(Saved data entries)
++++++++++

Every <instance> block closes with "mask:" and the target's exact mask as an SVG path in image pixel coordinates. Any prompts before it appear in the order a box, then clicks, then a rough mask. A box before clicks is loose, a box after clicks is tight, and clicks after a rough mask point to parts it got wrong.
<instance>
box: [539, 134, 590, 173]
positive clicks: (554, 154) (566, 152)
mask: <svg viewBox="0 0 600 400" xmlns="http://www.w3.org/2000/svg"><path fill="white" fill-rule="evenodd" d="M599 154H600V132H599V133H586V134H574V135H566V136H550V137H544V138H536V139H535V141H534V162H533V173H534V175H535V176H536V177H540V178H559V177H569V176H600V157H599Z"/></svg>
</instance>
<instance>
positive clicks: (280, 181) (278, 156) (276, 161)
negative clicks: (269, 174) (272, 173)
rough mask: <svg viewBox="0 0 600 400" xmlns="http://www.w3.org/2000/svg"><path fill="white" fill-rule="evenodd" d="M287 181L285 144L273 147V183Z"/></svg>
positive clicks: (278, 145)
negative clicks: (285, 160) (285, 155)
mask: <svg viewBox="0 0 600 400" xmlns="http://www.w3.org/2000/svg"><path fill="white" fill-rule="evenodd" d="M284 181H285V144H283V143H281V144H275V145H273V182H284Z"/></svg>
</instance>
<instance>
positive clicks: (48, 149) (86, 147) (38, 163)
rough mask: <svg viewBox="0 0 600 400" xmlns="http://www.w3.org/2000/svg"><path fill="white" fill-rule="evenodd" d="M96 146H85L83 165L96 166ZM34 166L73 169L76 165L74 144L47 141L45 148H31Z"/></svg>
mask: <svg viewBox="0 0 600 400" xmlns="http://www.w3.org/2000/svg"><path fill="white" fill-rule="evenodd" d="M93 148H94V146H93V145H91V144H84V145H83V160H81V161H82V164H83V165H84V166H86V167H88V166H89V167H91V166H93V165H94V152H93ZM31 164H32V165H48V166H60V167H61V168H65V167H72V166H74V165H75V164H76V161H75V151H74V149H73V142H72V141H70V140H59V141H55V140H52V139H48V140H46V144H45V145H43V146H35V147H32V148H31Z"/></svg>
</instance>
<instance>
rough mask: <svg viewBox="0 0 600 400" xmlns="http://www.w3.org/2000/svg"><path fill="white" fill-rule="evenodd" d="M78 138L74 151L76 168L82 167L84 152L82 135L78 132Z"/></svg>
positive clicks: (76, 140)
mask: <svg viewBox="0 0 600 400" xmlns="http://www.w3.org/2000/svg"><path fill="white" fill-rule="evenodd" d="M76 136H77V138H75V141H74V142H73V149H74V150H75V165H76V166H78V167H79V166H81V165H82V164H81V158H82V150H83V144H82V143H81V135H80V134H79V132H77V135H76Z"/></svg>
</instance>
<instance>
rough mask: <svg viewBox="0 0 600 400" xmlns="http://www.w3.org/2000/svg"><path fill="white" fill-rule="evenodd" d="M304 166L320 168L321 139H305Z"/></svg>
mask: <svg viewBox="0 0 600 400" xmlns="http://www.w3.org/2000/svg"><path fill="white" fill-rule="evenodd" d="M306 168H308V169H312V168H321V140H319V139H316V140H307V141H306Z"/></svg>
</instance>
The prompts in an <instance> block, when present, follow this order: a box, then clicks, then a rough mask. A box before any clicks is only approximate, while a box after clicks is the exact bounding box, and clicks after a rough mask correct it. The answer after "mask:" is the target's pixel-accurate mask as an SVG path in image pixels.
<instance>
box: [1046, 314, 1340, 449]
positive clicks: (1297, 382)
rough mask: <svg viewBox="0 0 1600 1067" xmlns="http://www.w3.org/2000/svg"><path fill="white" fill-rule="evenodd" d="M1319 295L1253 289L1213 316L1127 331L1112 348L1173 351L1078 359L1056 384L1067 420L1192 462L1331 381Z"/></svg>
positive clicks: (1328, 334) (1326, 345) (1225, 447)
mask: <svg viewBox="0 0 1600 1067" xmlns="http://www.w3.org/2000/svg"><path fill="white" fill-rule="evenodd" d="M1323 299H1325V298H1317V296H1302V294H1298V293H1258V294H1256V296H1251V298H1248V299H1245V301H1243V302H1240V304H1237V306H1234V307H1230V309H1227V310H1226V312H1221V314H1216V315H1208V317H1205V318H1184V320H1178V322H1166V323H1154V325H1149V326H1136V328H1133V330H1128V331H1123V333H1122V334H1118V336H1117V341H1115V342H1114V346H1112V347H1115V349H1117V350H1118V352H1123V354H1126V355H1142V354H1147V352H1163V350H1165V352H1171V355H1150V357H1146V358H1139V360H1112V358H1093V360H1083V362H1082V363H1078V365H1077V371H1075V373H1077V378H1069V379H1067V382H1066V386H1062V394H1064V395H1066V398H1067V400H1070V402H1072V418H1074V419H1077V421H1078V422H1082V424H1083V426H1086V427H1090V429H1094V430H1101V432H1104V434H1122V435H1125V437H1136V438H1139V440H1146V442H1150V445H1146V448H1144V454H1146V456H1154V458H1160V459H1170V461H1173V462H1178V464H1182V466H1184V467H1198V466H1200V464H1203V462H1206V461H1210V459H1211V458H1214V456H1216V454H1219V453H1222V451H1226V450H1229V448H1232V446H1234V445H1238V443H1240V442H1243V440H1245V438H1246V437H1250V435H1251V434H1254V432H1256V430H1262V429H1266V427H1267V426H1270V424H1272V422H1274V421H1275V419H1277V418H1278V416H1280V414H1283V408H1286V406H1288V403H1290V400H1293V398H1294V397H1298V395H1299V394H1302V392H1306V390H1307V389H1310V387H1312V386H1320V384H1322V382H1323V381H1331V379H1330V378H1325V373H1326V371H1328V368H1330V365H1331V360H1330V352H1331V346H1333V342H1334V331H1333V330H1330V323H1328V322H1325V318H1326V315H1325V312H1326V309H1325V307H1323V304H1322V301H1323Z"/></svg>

++++++++++

### [WHAT TO PRODUCE]
Return each line of the rows above that contains the word "block".

### [ANSWER TO THE EXERCISE]
Every <instance> block closes with "mask:" and the target's exact mask as an SVG path in image pixel coordinates. Any prompts before it appear in the order a box, then clicks, then a rough mask. A box before clicks is loose, a box after clicks is tight, and clicks after a rough mask point to parts it got wrong.
The prompts in an <instance> block, when present, follow this order: a box, then clicks, then a rough mask. A box before any clicks is only approximate, while a box after clicks is the exact bounding box, and clicks after a rough mask correct it. The answer after "mask:" is the target's pixel-accurate mask as an SVG path in image pixels.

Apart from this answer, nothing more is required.